**Exercise description:**
Starting with the line that contains "Target: ear", reproduce each line through the end of the listing below, with no other output.

(Beginning of Raw data)

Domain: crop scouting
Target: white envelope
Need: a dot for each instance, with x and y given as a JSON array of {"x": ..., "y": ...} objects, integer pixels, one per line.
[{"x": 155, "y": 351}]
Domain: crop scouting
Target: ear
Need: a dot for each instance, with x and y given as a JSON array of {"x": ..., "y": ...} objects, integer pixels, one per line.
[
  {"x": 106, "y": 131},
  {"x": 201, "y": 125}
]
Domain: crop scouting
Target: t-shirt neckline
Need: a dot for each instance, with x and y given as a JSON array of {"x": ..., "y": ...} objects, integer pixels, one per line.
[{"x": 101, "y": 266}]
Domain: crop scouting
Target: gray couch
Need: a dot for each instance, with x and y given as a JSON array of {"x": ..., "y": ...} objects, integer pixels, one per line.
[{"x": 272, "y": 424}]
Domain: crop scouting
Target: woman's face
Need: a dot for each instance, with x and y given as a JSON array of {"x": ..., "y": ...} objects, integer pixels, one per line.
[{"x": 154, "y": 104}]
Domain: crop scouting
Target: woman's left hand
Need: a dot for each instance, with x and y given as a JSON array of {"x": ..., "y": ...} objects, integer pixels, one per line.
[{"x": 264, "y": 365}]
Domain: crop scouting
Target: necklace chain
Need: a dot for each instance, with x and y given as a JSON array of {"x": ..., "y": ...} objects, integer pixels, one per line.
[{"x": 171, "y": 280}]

(End of Raw data)

**Task solution:**
Target: ear
Need: a dot for each instance, with x and y given as a JSON array of {"x": ..., "y": ...} objects, integer pixels, one per line.
[
  {"x": 106, "y": 131},
  {"x": 201, "y": 125}
]
Domain: crop scouting
Target: t-shirt neckline
Need: a dot for each instance, with x and y given as a JSON array of {"x": ..., "y": ...} objects, integer pixels, one per line.
[{"x": 101, "y": 266}]
Domain: crop scouting
Target: gray couch
Need: a dot for each instance, with x and y given as a JSON array of {"x": ..., "y": ...} objects, integer pixels, one per line.
[{"x": 272, "y": 424}]
Domain: crop scouting
Target: woman's face
Need: a dot for each instance, with x and y given as a JSON array of {"x": ..., "y": ...} objects, integer pixels, one per line.
[{"x": 154, "y": 104}]
Domain: crop scouting
Target: woman's left hand
Need: a dot for each instance, with x and y given as a JSON array of {"x": ..., "y": ...} objects, integer pixels, one per line.
[{"x": 264, "y": 365}]
Domain: crop scouting
Target: necklace chain
Need: a dot for each instance, with x and y given as a JSON array of {"x": ..., "y": ...} objects, integer pixels, one per line.
[{"x": 171, "y": 280}]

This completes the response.